**ACTIVITY**
Pictures stay out of the copy. Transcribe exactly the lines from the line with "point(36, 46)" through the final line of the records.

•••

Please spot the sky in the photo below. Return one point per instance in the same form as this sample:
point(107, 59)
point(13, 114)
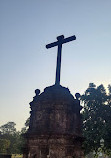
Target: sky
point(26, 26)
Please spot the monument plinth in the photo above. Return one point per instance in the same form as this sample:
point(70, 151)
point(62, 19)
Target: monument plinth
point(55, 120)
point(55, 125)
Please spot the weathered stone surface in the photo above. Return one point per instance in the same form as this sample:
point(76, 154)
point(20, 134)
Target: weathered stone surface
point(55, 125)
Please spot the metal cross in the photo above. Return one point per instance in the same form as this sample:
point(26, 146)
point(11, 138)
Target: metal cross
point(60, 40)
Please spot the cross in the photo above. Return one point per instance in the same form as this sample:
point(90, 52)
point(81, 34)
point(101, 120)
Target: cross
point(60, 40)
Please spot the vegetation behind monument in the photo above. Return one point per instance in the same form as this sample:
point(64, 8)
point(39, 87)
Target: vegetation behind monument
point(96, 123)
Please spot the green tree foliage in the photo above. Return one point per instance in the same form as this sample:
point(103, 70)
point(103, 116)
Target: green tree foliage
point(8, 128)
point(24, 129)
point(9, 134)
point(97, 118)
point(4, 145)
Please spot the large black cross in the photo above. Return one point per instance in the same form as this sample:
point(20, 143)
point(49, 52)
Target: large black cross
point(60, 40)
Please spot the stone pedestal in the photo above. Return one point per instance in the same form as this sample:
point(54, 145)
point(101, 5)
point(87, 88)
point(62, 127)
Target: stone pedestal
point(55, 125)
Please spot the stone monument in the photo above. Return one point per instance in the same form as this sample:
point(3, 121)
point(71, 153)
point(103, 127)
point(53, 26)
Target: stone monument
point(55, 120)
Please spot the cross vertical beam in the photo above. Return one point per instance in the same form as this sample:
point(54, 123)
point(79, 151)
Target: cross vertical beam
point(59, 43)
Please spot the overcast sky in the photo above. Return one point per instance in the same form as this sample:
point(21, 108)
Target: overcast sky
point(26, 26)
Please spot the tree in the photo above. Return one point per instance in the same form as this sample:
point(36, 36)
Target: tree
point(8, 128)
point(4, 145)
point(24, 129)
point(97, 118)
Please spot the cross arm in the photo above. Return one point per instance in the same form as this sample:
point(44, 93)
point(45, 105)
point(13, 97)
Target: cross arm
point(52, 44)
point(61, 40)
point(69, 39)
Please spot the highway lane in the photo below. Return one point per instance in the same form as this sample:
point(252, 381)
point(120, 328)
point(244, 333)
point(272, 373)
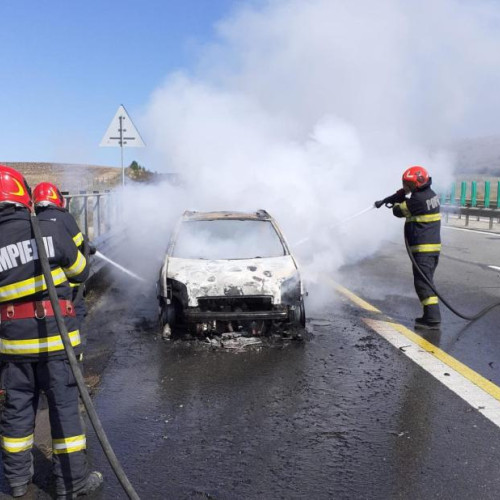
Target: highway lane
point(343, 415)
point(464, 279)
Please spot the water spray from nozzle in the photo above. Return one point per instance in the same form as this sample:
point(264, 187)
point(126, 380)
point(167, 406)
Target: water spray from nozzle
point(339, 223)
point(121, 268)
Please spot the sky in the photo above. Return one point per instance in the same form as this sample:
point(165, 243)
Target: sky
point(67, 66)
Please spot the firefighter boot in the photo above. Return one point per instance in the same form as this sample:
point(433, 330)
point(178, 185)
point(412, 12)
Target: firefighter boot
point(20, 490)
point(93, 482)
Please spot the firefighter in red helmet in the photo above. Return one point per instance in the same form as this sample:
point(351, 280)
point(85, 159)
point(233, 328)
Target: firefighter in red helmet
point(423, 233)
point(31, 348)
point(50, 205)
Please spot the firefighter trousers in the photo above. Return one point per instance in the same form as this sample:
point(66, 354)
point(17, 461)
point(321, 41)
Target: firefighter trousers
point(22, 383)
point(427, 296)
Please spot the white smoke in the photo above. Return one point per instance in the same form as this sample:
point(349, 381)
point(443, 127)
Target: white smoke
point(313, 109)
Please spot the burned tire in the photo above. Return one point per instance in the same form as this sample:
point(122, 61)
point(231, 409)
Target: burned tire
point(167, 314)
point(302, 314)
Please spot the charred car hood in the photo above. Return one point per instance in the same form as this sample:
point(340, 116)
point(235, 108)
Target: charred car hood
point(218, 278)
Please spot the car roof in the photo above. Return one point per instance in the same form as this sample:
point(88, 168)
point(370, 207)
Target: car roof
point(258, 215)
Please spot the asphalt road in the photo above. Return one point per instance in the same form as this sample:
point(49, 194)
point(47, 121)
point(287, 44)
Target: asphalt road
point(343, 415)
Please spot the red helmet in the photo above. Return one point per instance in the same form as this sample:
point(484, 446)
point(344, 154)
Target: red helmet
point(13, 187)
point(48, 193)
point(415, 177)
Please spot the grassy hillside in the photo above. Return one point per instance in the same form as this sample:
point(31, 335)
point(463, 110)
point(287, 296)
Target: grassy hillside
point(70, 178)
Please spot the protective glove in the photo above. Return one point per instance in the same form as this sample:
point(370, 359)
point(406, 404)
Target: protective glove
point(398, 197)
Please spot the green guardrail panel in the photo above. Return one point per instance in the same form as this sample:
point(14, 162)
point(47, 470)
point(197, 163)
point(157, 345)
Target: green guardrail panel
point(463, 193)
point(487, 191)
point(473, 194)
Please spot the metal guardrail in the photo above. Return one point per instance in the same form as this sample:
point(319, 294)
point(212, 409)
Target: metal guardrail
point(492, 214)
point(94, 212)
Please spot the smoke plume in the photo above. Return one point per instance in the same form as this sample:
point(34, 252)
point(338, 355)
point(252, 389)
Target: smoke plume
point(313, 109)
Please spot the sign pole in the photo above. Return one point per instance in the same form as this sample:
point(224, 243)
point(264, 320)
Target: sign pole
point(121, 150)
point(123, 134)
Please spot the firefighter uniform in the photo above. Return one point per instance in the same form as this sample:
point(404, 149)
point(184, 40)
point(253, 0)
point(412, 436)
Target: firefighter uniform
point(423, 232)
point(62, 216)
point(32, 350)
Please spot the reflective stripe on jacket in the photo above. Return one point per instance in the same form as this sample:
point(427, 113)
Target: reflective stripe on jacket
point(21, 280)
point(423, 220)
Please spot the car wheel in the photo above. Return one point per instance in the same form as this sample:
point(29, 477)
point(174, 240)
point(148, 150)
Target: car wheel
point(302, 314)
point(167, 314)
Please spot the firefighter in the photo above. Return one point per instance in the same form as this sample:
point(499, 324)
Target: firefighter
point(51, 205)
point(422, 231)
point(31, 348)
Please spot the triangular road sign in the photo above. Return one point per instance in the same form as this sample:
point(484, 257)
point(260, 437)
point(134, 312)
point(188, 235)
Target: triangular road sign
point(122, 132)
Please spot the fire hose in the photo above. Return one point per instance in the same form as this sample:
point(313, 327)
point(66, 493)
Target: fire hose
point(94, 418)
point(467, 317)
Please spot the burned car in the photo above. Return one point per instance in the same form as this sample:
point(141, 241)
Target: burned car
point(229, 272)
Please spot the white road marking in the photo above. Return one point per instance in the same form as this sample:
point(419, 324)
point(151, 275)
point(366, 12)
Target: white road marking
point(470, 386)
point(495, 235)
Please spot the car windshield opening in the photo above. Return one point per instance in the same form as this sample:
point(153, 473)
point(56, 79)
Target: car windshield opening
point(227, 239)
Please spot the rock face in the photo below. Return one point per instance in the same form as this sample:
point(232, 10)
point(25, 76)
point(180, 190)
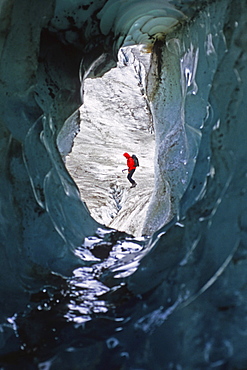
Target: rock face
point(73, 291)
point(115, 119)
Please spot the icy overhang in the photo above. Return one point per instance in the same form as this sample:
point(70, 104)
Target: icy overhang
point(138, 22)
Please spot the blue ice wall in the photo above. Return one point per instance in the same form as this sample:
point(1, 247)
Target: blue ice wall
point(185, 305)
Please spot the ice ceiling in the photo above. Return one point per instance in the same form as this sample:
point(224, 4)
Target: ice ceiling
point(184, 305)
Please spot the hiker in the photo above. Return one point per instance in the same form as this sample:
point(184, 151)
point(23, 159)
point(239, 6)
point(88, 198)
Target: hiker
point(131, 169)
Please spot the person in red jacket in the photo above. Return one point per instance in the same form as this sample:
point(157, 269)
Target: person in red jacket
point(131, 169)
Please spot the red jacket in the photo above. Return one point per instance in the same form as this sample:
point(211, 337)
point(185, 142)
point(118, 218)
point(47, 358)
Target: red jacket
point(130, 162)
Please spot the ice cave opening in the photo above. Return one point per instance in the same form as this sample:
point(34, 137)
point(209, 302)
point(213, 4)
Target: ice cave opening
point(115, 118)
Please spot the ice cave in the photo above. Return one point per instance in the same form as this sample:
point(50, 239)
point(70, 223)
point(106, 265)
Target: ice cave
point(76, 294)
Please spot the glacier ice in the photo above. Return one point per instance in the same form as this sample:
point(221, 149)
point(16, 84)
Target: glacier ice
point(184, 304)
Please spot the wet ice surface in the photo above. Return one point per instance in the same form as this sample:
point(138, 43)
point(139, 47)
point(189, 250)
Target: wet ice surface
point(111, 254)
point(115, 119)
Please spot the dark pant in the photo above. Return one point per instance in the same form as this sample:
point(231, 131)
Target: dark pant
point(129, 177)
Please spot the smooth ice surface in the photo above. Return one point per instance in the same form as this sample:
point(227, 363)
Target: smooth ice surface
point(74, 292)
point(115, 118)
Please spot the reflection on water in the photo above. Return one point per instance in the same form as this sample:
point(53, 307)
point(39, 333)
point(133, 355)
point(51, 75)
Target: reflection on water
point(67, 316)
point(110, 258)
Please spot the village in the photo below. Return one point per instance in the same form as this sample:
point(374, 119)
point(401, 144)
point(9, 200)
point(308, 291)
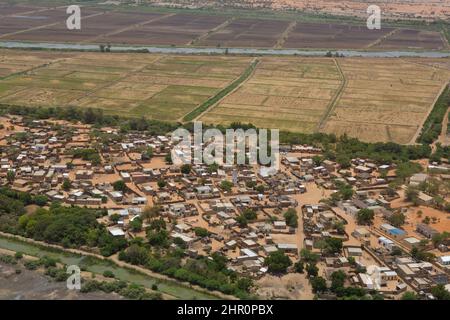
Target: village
point(327, 220)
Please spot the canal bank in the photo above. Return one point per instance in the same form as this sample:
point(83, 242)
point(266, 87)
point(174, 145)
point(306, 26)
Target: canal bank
point(98, 264)
point(223, 51)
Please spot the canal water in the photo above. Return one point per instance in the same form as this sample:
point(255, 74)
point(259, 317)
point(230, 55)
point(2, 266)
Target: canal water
point(90, 264)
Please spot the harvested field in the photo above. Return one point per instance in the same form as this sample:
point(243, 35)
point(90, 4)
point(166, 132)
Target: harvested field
point(29, 23)
point(385, 100)
point(412, 39)
point(309, 35)
point(93, 24)
point(288, 94)
point(372, 99)
point(247, 33)
point(178, 29)
point(155, 86)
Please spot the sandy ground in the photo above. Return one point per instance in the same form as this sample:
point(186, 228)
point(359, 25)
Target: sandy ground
point(293, 286)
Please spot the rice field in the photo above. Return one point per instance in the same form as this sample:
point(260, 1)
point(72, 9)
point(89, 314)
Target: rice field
point(155, 86)
point(371, 99)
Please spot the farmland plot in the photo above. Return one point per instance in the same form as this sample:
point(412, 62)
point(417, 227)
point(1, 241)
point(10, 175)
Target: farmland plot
point(154, 86)
point(385, 100)
point(288, 94)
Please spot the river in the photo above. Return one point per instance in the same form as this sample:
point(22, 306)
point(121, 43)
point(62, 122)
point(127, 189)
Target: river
point(239, 51)
point(96, 266)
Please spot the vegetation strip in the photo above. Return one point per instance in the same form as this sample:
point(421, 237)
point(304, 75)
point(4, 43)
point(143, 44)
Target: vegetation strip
point(219, 96)
point(433, 125)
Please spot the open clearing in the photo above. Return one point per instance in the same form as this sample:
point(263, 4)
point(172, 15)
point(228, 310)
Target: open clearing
point(372, 99)
point(187, 28)
point(154, 86)
point(376, 100)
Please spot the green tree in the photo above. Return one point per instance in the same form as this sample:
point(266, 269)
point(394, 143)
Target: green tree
point(291, 218)
point(299, 266)
point(440, 293)
point(365, 216)
point(161, 184)
point(201, 232)
point(226, 185)
point(186, 168)
point(40, 200)
point(119, 185)
point(409, 295)
point(309, 256)
point(10, 176)
point(136, 225)
point(412, 194)
point(318, 284)
point(312, 270)
point(397, 219)
point(277, 262)
point(249, 214)
point(338, 280)
point(67, 184)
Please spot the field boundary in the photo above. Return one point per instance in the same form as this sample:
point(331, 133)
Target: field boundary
point(285, 35)
point(110, 83)
point(382, 38)
point(331, 106)
point(210, 32)
point(222, 93)
point(134, 26)
point(46, 26)
point(428, 123)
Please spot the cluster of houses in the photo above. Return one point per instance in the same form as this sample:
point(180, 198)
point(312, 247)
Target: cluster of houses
point(127, 173)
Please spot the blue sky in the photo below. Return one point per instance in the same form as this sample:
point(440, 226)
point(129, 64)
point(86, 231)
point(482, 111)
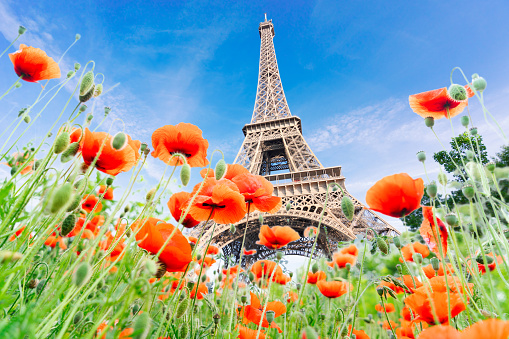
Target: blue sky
point(347, 70)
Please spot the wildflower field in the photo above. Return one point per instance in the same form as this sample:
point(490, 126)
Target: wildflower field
point(81, 258)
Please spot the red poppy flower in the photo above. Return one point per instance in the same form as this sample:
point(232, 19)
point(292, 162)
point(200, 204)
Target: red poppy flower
point(396, 195)
point(313, 278)
point(33, 64)
point(177, 205)
point(110, 160)
point(109, 192)
point(333, 289)
point(91, 204)
point(183, 138)
point(152, 235)
point(433, 233)
point(257, 192)
point(409, 250)
point(277, 236)
point(436, 102)
point(219, 200)
point(249, 252)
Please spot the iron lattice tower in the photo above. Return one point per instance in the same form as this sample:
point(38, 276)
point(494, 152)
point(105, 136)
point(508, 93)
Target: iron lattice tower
point(274, 142)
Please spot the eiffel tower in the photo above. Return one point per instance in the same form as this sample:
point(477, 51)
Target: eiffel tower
point(275, 148)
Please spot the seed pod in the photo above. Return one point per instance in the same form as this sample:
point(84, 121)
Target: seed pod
point(77, 317)
point(142, 326)
point(185, 174)
point(220, 169)
point(61, 142)
point(61, 198)
point(382, 245)
point(119, 141)
point(82, 274)
point(182, 307)
point(68, 224)
point(347, 207)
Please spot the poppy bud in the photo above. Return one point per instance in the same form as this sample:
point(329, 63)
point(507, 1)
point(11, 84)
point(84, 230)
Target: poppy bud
point(382, 245)
point(68, 224)
point(61, 142)
point(220, 169)
point(435, 263)
point(182, 307)
point(432, 189)
point(269, 315)
point(468, 191)
point(119, 141)
point(397, 242)
point(142, 326)
point(77, 317)
point(185, 174)
point(61, 198)
point(457, 92)
point(98, 90)
point(465, 120)
point(417, 257)
point(491, 167)
point(479, 83)
point(347, 207)
point(82, 274)
point(279, 255)
point(314, 268)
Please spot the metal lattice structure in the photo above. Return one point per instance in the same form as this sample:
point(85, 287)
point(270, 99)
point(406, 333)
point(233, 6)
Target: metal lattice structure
point(274, 143)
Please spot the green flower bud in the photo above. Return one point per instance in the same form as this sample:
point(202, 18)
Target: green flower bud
point(457, 92)
point(468, 191)
point(429, 122)
point(347, 207)
point(421, 156)
point(61, 142)
point(61, 198)
point(465, 120)
point(185, 174)
point(119, 141)
point(142, 326)
point(68, 224)
point(82, 274)
point(220, 170)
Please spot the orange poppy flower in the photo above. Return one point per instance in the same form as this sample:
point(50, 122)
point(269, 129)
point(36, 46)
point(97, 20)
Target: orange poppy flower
point(110, 160)
point(389, 308)
point(247, 333)
point(333, 289)
point(435, 103)
point(409, 250)
point(341, 259)
point(313, 278)
point(219, 200)
point(91, 204)
point(109, 192)
point(277, 236)
point(177, 205)
point(257, 192)
point(433, 233)
point(183, 138)
point(396, 195)
point(253, 312)
point(152, 233)
point(33, 64)
point(201, 290)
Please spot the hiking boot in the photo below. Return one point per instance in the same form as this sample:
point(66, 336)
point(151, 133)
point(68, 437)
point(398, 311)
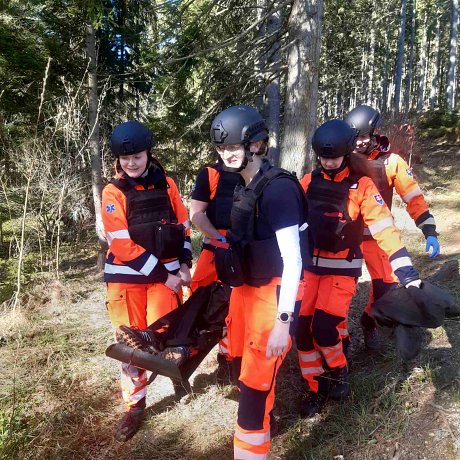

•••

**OUTPUT OF THE TASK**
point(36, 46)
point(97, 20)
Target: orange poppy flower
point(110, 160)
point(389, 308)
point(247, 333)
point(333, 289)
point(435, 103)
point(409, 250)
point(341, 259)
point(313, 278)
point(219, 200)
point(91, 204)
point(109, 192)
point(277, 236)
point(177, 205)
point(257, 192)
point(433, 233)
point(183, 138)
point(396, 195)
point(253, 312)
point(152, 233)
point(33, 64)
point(201, 290)
Please spot the hiking boot in the photo below. Return one point per instance in the same form as this sample:
point(66, 336)
point(151, 133)
point(68, 437)
point(398, 311)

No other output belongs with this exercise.